题目 →
请将下方记录中从含有“Indicate the short”的那一行起、到含有“x=381, y=53”的那一行止的部分整理成编号列表，首尾两行都包括在内，空行略去。

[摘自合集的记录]
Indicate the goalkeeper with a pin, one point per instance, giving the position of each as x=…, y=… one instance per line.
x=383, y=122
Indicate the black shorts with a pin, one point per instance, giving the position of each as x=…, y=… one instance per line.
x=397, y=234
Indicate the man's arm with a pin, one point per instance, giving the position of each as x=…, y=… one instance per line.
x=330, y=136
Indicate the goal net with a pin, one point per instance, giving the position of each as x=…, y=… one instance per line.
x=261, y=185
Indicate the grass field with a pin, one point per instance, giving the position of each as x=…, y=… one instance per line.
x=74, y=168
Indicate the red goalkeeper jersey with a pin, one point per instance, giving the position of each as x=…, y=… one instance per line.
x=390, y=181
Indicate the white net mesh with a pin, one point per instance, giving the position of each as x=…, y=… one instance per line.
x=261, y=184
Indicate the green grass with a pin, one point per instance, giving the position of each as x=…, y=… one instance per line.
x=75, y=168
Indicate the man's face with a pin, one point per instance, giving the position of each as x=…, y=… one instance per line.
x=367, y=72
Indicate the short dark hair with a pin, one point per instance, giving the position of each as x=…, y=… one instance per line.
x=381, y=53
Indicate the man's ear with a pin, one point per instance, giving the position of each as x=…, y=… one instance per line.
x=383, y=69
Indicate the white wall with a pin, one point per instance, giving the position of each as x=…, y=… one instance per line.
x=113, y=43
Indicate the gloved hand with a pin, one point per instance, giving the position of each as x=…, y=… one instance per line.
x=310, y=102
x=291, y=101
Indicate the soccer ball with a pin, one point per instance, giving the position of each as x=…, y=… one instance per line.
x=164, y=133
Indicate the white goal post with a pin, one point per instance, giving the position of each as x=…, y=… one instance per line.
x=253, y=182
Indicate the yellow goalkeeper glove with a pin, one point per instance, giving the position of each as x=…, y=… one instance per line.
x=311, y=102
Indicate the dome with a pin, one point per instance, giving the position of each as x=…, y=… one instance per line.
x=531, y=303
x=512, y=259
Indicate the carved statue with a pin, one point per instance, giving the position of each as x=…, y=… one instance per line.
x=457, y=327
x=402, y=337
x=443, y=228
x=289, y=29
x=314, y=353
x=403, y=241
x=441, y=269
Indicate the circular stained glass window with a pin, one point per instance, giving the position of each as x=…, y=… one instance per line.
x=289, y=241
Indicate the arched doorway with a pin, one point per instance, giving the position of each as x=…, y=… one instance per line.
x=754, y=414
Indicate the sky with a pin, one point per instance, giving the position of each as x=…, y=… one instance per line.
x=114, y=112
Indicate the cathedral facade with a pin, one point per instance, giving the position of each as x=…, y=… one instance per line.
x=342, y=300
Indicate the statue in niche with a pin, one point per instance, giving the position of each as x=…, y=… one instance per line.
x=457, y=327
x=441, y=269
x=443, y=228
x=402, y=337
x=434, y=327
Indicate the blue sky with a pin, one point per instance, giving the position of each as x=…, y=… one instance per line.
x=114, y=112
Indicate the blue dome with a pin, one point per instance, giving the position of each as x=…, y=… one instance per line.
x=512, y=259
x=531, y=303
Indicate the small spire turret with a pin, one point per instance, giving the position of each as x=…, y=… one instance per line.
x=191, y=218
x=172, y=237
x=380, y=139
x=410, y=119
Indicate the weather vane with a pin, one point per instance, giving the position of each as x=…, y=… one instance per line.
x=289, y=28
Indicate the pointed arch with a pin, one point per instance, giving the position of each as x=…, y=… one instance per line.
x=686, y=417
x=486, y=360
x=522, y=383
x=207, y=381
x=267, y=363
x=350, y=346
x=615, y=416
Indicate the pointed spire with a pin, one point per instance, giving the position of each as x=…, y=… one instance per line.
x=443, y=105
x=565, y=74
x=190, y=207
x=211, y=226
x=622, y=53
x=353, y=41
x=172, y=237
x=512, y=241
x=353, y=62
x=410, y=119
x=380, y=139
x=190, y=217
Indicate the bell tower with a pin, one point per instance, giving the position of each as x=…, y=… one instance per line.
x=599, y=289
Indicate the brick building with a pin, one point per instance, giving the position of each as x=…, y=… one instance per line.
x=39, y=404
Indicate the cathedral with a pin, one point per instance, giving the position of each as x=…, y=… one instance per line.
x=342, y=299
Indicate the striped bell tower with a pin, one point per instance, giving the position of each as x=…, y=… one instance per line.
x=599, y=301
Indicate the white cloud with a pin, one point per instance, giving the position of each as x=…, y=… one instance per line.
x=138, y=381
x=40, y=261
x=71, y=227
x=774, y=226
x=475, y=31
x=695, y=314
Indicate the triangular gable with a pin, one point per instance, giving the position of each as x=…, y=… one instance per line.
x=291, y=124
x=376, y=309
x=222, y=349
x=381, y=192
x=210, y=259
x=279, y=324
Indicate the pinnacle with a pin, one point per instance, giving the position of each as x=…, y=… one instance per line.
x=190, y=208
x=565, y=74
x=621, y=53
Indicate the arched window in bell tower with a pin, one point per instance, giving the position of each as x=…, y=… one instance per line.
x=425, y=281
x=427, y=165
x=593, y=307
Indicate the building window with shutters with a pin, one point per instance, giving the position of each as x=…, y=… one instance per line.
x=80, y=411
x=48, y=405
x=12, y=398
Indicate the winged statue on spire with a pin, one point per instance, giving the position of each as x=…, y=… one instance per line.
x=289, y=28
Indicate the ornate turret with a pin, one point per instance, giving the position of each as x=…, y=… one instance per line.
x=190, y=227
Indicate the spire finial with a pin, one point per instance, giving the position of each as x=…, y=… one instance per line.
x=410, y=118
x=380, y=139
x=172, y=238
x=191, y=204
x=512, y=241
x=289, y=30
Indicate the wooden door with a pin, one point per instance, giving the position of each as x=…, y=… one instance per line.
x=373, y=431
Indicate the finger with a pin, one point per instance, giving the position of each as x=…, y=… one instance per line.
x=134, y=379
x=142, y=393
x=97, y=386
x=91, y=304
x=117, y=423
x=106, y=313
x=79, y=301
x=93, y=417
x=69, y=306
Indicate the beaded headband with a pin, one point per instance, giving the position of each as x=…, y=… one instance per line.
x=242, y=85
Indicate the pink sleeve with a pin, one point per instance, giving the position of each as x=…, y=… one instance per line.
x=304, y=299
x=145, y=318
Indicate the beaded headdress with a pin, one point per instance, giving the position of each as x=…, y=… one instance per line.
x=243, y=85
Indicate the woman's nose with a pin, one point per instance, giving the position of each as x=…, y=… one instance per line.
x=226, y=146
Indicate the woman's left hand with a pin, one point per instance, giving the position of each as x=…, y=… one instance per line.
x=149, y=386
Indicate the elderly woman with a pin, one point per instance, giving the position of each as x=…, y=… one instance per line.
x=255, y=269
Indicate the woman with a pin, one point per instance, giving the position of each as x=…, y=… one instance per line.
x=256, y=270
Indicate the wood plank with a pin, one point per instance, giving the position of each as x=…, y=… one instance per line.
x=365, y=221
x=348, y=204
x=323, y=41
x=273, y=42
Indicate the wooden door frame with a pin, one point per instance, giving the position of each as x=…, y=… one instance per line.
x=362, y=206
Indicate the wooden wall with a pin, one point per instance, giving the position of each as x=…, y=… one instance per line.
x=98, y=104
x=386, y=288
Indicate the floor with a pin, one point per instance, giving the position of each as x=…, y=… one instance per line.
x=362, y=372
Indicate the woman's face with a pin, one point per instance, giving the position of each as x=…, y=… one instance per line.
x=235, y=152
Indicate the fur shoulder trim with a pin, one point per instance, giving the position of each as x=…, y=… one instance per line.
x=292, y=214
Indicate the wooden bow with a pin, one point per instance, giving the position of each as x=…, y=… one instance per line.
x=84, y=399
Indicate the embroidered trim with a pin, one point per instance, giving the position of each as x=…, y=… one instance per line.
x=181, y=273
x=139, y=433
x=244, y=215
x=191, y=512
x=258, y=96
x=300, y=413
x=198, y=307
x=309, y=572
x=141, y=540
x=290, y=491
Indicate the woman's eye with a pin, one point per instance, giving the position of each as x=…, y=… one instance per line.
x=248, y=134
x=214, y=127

例题解答 →
1. Indicate the short dark hair with a pin, one point per instance, giving the position of each as x=…, y=… one instance per line.
2. x=381, y=53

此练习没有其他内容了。